- _Task instructions_: The entries below must be reproduced exactly; their pictures are not part of the copy.

- _Dataset_:
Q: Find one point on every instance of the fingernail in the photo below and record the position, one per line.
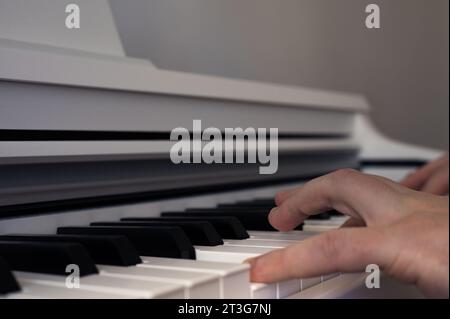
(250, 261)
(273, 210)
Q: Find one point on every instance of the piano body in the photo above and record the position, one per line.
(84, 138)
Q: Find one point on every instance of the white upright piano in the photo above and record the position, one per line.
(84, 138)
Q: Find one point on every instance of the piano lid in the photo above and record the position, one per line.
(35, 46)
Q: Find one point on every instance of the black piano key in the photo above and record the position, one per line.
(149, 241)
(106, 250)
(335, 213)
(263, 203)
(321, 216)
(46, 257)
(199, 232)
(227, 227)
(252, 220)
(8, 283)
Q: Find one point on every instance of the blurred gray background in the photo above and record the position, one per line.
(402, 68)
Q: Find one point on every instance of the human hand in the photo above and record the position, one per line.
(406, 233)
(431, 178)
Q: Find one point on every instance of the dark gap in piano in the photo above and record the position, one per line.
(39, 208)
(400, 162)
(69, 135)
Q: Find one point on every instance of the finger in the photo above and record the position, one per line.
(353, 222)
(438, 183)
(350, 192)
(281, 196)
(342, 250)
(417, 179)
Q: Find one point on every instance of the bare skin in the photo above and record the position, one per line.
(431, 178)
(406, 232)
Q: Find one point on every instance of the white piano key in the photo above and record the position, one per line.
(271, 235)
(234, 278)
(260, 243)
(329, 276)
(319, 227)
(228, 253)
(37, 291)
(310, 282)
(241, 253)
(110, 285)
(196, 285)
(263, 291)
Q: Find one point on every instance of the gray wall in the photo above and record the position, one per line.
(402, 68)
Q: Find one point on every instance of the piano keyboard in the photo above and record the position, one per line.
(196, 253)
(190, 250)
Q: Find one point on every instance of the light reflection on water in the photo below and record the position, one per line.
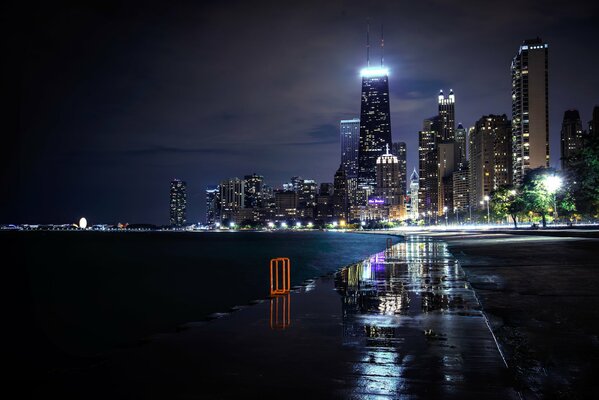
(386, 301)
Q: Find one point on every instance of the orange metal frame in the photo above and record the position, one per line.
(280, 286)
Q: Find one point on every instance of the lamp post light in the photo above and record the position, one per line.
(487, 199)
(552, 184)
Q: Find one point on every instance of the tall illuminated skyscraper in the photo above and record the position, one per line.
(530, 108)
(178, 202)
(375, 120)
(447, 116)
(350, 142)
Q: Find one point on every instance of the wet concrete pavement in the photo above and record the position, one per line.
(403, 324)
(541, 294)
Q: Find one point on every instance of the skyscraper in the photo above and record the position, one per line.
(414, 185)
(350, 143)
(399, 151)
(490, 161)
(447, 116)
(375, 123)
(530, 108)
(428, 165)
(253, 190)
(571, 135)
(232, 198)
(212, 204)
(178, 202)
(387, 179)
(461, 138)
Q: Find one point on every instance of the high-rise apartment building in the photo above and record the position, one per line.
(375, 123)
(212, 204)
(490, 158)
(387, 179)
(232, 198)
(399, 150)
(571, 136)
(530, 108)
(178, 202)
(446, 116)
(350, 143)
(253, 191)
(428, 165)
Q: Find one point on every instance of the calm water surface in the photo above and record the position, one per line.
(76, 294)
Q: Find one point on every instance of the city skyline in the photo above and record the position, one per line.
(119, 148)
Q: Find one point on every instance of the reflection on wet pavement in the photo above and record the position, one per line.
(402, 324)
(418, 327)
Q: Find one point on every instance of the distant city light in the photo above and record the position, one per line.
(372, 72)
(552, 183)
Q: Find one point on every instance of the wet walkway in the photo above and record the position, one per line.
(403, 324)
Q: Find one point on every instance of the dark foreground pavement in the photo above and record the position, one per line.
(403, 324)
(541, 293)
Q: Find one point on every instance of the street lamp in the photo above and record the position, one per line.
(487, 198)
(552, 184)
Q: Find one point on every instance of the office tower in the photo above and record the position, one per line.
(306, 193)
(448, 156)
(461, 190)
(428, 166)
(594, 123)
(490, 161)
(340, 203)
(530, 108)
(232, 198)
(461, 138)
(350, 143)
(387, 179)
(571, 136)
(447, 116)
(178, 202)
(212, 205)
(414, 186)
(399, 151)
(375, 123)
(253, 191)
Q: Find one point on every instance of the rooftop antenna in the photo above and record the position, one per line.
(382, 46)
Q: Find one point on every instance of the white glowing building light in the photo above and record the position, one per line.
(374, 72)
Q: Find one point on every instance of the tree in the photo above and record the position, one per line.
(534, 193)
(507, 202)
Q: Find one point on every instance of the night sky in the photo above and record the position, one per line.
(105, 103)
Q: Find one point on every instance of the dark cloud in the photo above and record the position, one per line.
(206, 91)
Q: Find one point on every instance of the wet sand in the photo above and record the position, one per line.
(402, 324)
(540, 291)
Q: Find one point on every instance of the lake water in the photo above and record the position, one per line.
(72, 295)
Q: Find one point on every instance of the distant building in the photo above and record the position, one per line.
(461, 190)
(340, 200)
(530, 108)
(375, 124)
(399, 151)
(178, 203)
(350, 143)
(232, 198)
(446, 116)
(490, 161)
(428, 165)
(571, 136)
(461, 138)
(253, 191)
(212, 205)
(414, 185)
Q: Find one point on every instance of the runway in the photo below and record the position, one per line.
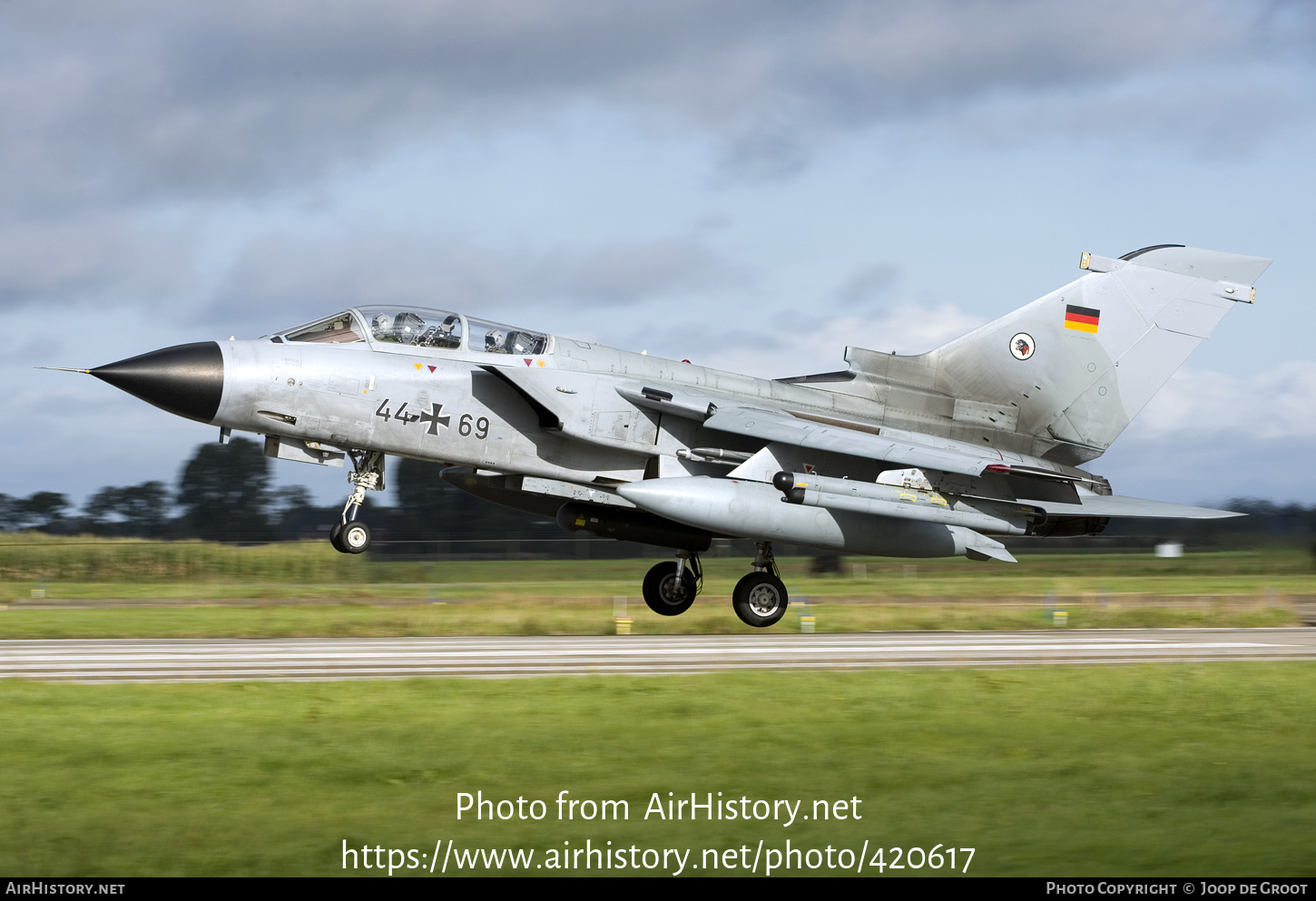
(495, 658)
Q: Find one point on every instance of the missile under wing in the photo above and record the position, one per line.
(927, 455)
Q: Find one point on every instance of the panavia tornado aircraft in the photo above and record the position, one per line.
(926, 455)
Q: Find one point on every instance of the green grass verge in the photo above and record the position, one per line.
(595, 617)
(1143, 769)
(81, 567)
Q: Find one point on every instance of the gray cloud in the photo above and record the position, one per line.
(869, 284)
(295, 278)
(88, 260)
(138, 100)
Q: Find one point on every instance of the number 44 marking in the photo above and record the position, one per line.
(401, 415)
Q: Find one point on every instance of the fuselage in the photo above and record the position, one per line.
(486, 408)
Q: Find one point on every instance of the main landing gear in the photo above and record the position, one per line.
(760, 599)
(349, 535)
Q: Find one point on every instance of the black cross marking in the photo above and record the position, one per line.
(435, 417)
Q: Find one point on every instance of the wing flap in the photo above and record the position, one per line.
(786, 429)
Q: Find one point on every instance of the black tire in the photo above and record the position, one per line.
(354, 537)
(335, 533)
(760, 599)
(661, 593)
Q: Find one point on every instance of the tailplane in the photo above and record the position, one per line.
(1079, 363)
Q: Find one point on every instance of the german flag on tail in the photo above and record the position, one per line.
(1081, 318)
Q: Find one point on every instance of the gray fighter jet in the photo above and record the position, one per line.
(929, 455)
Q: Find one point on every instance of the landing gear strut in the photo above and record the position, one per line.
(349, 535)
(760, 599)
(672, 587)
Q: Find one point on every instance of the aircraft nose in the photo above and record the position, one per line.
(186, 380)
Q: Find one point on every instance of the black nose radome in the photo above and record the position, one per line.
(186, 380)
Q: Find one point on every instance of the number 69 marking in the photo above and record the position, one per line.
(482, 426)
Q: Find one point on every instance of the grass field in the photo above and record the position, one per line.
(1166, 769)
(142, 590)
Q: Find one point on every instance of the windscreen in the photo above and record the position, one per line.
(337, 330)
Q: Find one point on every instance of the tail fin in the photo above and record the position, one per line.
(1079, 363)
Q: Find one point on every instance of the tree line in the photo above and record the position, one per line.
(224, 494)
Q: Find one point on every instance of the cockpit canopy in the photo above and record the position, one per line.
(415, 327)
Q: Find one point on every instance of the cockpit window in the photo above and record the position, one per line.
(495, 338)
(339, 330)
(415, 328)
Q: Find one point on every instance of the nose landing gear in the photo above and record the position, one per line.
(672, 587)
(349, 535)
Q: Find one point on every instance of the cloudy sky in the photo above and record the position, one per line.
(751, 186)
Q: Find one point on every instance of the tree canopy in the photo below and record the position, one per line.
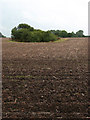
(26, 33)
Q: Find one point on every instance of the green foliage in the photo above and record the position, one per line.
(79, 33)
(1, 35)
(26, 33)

- _Solution_:
Q: Find one point on every instance of the fingernail in the photo below and record the position, one per line.
(250, 261)
(273, 210)
Q: Find one point on every instance of the piano body in the photo above and record the position, one per line.
(84, 138)
Q: Find one point on every instance of the white upright piano in the photo above and record the position, one per line.
(84, 138)
Q: Find one point on every instance of the piano lid in the photo above and record the position, one per line.
(35, 46)
Q: Find one point on every instance of the black piano key in the photo above and record the position, one per line.
(149, 241)
(106, 250)
(335, 213)
(263, 203)
(321, 216)
(46, 257)
(199, 232)
(227, 227)
(252, 220)
(8, 283)
Q: Find one point on every instance of the blurred gray background in the photo above and record the position, one per line.
(402, 68)
Q: Find one point on every instance of the human hand in the photo above and record the position, one per line.
(406, 233)
(431, 178)
Q: Find one point on every instance of the dark gap in piano in the photo above and record the position, one per line.
(39, 208)
(400, 162)
(69, 135)
Q: Find one point on every instance of the finger in the photo above and record the position, one per line.
(353, 222)
(438, 183)
(350, 192)
(281, 196)
(342, 250)
(417, 179)
Q: Find one point on every instance of the bare skin in the photo above and record the position, one per line.
(431, 178)
(406, 232)
Q: Find one point on every instance of the white piano key in the photo above and record the position, one per line.
(271, 235)
(234, 278)
(260, 243)
(329, 276)
(319, 227)
(228, 253)
(37, 291)
(310, 282)
(241, 253)
(110, 285)
(196, 285)
(263, 291)
Q: Find one point on every instance of the gray wall in the photo above and record the position, one per line.
(402, 68)
Q: Find one point on every instance of the piano keyboard in the photo above and record the position, one per line.
(196, 253)
(190, 250)
Q: Find one point on every instance of the light reflection on water in the photo below and record the position, one per line.
(386, 301)
Q: Find one point on every instance of the orange metal frame in the photo above and record the position, one per line.
(280, 286)
Q: Find one point on every instance of the lamp post light in the photo above and record the position, one per line.
(487, 199)
(552, 184)
Q: Find one point on every instance of the tall illuminated skyscraper in the photo above and record the position, one per line.
(530, 108)
(178, 202)
(375, 120)
(447, 116)
(350, 142)
Q: Find one point on every instance of the wet concrete pavement in the photo above and record the position, one per line.
(403, 324)
(541, 294)
Q: Find one point on every instance of the skyscraper in the photo above and record the position, one per line.
(414, 185)
(350, 143)
(399, 151)
(490, 161)
(447, 116)
(375, 123)
(530, 108)
(428, 165)
(253, 190)
(571, 135)
(232, 198)
(212, 204)
(178, 202)
(387, 179)
(461, 138)
Q: Find one point on every instance of the high-rise apartment building in the photo above and record the position, one per line.
(375, 123)
(212, 204)
(490, 158)
(387, 179)
(232, 198)
(399, 150)
(571, 136)
(530, 108)
(178, 202)
(446, 116)
(350, 143)
(253, 191)
(428, 165)
Q: Find one point on every instance of the calm water surface in the photo above and record the position, one per line.
(76, 294)
Q: Find one point on every instance of the city skyline in the photo above and record the position, one per line.
(119, 148)
Q: Find one point on every instance of the reflection on wet pavement in the photo above and record the position, one per line.
(402, 324)
(418, 327)
Q: Find one point on every instance of the distant city light in the photo above and record the position, one per line.
(372, 72)
(552, 183)
Q: Find one point on every instance of the wet walkway in the photo above and record the position, one per line.
(403, 324)
Q: Find one point on every instance of the dark foreground pavement in the photo above and record the position, one per line.
(403, 324)
(541, 293)
Q: Find one point on every instance of the street lamp in the photo above and record the position, one per line.
(487, 198)
(552, 184)
Q: Find one point on every instance of the office tower in the photo above and record the position, one per line.
(306, 193)
(448, 156)
(461, 190)
(428, 166)
(594, 123)
(490, 161)
(340, 203)
(530, 108)
(232, 198)
(461, 138)
(350, 143)
(387, 179)
(571, 136)
(447, 116)
(178, 202)
(212, 205)
(414, 186)
(399, 151)
(375, 123)
(253, 191)
Q: Find one point on every instance of the rooftop antenna in the photo above and record the position, one per line.
(382, 46)
Q: Find one point on every instance of the white glowing building light in the photo above and record the position, one per line.
(374, 72)
Q: Find one point on every instance of the tree in the photo above and record the position, one per line.
(534, 193)
(507, 202)
Q: Find one point on every instance of the night sky in the photo above and record the position, one per line.
(105, 103)
Q: Find one point on every instance of the dark cloud in the photo above and record the position, one per line.
(206, 91)
Q: Find one point on every instance of the wet sand in the photo above and record the position, one per line.
(402, 324)
(540, 291)
Q: Find one point on every instance of the lake water in the photo above and record the position, one per line.
(72, 295)
Q: Find one point on every instance of the distant building in the photo above and record the position, one per line.
(461, 190)
(340, 200)
(530, 108)
(375, 124)
(399, 151)
(178, 203)
(350, 143)
(232, 198)
(446, 116)
(490, 161)
(428, 165)
(571, 136)
(461, 138)
(253, 191)
(212, 205)
(414, 185)
Q: Find one point on every instance of the runway in the photo below and record the position, one per line.
(495, 658)
Q: Find one point on every instance of the missile under wing in the photo above and record the position, one per line.
(927, 455)
Q: Find one point on every instance of the panavia tornado aircraft in the photo above and record the position, one per line.
(926, 455)
Q: Find one point on every instance of the green grass verge in the photo above and record the position, one per line.
(595, 617)
(1143, 769)
(81, 567)
Q: Find one point on every instance of the gray cloud in the photo above and record the position, one per line.
(869, 284)
(295, 278)
(88, 260)
(138, 100)
Q: Find one point on every instance of the number 44 marking in the photo above and record the position, one per line.
(401, 415)
Q: Find one point on every instance of the fuselage in the photo above and record the position, one per line.
(486, 408)
Q: Find one point on every instance of the main landing gear in the photo above and record the position, one per line.
(760, 599)
(349, 535)
Q: Find one point on every instance of the black cross marking in the photo above and record the position, one per line.
(435, 417)
Q: Find one point on every instance of the wing flap in the photo above and record the position, one per line.
(786, 429)
Q: Find one point on every instance of the black tire in the photo above and record the position, one per line.
(354, 537)
(335, 533)
(760, 599)
(661, 593)
Q: Find one point on every instance of the tailplane in the photo above and record the position, one per line.
(1079, 363)
Q: Find one point on every instance of the german flag on tail in the photo above and record the position, one per line.
(1081, 318)
Q: Find one point on every instance of the gray fighter jet in the photo above and record the position, one per line.
(929, 455)
Q: Find one point on every instance of the landing gear strut in the photo above and record the position, one per line.
(349, 535)
(760, 599)
(672, 587)
Q: Find one point on every instance of the aircraft nose in the photo above and record the position, one per line.
(186, 380)
Q: Find one point on every instance of the black nose radome in the photo above and record the position, one per line.
(186, 380)
Q: Find one point on every instance of the number 69 marking in the photo above and record the position, one per line.
(482, 426)
Q: Find one point on every instance of the grass field in the photo above and record the position, one per line.
(1166, 769)
(142, 590)
Q: Find one point on every instance of the windscreen in the photo above and record the position, one per line.
(337, 330)
Q: Find one point on every instance of the tail fin in the photo above and record the position, one per line.
(1079, 363)
Q: Find one point on every instance of the tree line in the photo above and record the position, one per line.
(224, 494)
Q: Find one point on every instance of the cockpit canopy in the photo above and record the position, one per line.
(415, 327)
Q: Find one point on every instance of the cockpit window in the photo above and record the position, one per line.
(495, 338)
(339, 330)
(415, 328)
Q: Find one point on every instance of the nose landing gear in the photo above and record the position, one per line.
(672, 587)
(349, 535)
Q: Find one point on every instance of the cloudy sky in the photo above and record the position, one per line.
(751, 186)
Q: Find one point on every instance of the tree canopy in the photo below and record the position, one per line.
(26, 33)
Q: Find one point on every instance of the green foliage in the photo above and record the position, one per line.
(79, 33)
(1, 35)
(26, 33)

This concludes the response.